▶ _What this task involves_:
Counting task for the entries below: give the number of lines that contain the word "green", with no other text.

************

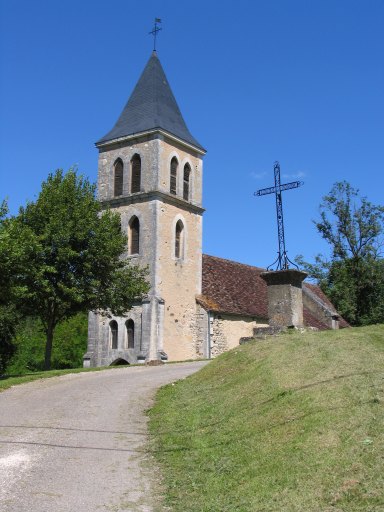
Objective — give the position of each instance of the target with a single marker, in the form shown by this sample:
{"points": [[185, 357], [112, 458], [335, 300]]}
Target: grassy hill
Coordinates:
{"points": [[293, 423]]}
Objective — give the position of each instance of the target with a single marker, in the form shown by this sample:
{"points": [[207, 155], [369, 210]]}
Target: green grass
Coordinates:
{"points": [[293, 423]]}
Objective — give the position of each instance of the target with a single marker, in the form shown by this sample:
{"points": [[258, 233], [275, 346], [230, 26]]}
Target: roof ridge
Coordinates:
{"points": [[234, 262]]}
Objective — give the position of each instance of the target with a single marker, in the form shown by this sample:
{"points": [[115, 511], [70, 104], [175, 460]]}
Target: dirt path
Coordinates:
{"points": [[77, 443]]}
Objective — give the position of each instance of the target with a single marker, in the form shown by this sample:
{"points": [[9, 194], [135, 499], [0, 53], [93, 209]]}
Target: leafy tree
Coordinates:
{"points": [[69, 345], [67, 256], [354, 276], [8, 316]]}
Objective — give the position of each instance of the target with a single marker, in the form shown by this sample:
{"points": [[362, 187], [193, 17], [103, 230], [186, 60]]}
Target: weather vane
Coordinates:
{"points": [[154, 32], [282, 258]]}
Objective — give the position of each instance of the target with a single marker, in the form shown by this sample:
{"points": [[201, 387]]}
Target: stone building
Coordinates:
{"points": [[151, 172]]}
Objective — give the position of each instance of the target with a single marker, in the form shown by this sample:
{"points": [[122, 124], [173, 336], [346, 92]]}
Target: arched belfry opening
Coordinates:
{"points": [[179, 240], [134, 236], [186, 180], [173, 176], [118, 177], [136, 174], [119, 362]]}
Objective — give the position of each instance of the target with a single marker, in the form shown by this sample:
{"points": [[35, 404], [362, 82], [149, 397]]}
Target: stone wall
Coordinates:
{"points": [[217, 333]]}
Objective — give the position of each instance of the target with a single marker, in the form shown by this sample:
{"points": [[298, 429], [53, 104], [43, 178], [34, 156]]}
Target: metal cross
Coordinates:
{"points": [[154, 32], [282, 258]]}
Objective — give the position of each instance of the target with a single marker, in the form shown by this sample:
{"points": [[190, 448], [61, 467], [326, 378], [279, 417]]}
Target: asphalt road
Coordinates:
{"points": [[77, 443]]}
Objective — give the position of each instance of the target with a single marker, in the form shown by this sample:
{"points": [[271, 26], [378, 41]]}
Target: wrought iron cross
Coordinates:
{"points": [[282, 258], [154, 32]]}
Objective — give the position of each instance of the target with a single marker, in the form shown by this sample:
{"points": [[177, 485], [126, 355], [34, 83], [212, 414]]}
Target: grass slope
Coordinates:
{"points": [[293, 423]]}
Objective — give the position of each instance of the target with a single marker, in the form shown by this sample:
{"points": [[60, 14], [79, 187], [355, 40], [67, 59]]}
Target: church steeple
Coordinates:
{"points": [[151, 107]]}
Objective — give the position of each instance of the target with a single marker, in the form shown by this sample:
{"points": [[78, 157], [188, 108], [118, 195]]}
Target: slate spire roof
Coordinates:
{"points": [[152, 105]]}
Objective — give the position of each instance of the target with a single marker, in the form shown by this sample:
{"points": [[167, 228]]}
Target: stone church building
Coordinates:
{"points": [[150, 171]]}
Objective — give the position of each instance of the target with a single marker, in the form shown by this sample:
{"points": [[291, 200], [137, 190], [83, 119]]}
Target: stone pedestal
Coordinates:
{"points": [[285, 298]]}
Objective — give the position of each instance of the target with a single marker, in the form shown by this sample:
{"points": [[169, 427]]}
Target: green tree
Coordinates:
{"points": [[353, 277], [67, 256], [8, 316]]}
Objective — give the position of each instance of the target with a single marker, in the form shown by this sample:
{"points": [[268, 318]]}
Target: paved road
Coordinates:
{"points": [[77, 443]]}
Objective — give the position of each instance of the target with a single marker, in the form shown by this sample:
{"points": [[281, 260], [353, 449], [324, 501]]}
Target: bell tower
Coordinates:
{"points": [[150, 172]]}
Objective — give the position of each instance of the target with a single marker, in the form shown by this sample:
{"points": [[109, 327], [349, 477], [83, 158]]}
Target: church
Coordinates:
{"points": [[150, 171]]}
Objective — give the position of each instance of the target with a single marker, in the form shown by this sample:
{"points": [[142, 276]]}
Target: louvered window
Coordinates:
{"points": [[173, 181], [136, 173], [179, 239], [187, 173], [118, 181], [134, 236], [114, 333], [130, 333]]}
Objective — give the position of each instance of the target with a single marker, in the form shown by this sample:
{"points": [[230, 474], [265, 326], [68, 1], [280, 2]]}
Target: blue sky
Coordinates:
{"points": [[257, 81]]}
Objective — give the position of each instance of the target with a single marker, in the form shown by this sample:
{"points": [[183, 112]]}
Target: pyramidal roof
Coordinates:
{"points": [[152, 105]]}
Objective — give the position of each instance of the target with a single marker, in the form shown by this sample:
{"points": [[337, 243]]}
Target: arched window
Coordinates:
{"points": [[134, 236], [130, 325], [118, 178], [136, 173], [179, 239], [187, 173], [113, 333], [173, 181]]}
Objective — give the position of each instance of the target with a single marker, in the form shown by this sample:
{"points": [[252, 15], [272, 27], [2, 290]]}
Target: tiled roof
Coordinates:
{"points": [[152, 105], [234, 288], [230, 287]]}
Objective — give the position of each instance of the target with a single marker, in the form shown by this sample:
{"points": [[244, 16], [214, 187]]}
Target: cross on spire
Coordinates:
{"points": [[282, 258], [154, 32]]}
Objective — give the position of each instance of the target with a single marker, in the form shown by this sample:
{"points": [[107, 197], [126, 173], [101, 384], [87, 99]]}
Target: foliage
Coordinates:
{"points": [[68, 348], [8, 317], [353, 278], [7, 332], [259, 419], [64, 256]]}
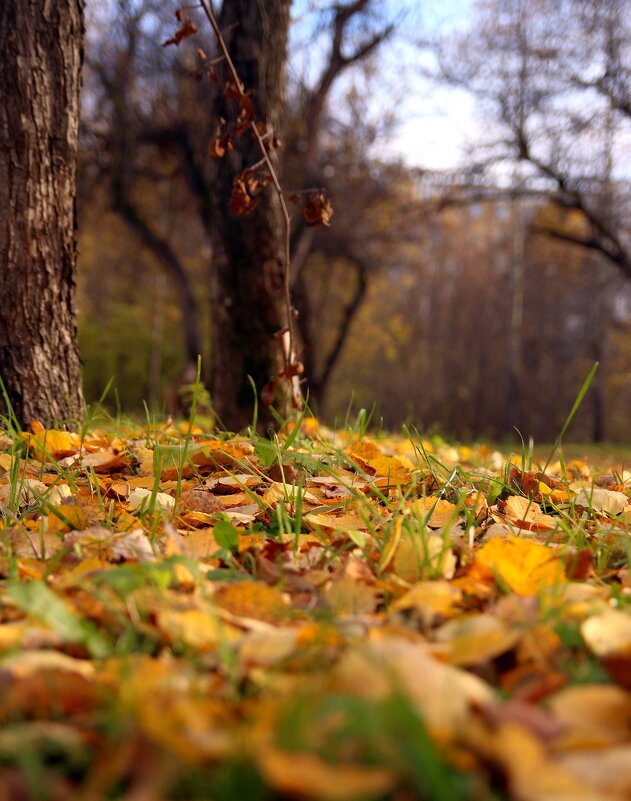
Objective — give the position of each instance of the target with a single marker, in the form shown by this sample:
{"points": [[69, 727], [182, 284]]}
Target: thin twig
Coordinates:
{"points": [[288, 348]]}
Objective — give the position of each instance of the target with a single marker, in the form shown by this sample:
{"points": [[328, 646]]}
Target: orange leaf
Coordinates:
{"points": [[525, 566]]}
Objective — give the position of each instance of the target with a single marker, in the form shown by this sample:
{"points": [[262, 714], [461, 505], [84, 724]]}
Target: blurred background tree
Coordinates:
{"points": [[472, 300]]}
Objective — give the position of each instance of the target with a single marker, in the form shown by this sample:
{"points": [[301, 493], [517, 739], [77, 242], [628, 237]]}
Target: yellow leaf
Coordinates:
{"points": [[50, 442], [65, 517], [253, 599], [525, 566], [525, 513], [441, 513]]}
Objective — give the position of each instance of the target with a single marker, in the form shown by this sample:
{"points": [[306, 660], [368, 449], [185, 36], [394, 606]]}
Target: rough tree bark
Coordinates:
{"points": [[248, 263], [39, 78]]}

************

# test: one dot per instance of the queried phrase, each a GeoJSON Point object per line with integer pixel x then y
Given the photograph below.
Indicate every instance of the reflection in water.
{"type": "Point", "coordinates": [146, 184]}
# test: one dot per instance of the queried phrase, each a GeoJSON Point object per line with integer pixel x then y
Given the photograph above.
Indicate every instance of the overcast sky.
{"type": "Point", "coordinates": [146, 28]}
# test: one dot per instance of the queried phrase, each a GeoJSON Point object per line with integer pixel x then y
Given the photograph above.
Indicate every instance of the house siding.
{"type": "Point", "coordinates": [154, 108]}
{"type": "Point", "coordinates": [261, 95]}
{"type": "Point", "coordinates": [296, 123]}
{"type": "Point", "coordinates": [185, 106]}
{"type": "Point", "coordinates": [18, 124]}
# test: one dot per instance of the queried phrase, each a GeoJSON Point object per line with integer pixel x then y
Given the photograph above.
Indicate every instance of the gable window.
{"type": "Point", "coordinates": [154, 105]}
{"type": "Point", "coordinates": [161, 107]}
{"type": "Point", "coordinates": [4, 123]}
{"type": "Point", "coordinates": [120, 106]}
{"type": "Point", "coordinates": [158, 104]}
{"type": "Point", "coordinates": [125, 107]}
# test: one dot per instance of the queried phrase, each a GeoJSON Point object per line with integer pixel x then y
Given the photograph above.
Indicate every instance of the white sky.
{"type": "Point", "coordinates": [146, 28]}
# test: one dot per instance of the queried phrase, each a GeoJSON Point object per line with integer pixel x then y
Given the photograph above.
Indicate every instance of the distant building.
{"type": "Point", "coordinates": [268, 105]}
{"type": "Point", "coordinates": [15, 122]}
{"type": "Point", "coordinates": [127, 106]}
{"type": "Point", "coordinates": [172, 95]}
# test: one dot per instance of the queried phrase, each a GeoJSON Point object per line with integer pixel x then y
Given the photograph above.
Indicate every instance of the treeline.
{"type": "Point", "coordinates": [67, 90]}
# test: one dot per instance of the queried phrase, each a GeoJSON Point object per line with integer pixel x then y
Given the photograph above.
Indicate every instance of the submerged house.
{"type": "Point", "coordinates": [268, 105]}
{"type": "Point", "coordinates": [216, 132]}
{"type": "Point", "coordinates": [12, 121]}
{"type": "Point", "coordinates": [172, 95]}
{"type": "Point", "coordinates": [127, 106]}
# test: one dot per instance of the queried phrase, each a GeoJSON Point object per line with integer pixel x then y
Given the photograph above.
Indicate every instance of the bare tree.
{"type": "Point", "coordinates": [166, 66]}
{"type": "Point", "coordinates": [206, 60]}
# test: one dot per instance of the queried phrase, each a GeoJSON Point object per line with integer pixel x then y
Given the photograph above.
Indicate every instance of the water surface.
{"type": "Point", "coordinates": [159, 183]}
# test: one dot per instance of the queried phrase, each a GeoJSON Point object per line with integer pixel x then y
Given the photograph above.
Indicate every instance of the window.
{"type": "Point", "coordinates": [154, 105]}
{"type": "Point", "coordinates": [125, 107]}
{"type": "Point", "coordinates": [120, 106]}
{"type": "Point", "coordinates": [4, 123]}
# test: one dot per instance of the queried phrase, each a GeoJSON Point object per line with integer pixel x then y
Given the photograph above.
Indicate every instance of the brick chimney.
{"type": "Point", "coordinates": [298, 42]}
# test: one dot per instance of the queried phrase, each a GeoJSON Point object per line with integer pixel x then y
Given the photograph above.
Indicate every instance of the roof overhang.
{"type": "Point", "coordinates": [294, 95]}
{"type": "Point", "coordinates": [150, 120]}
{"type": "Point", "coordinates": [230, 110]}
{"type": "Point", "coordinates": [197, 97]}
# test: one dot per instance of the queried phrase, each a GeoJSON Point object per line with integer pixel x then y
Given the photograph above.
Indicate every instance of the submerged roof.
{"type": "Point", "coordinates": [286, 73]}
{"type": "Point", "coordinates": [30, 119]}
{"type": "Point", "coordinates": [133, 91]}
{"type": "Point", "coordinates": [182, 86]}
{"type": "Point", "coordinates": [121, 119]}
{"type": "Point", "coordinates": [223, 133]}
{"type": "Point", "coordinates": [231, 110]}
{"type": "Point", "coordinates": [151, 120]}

************

▶ _Result_:
2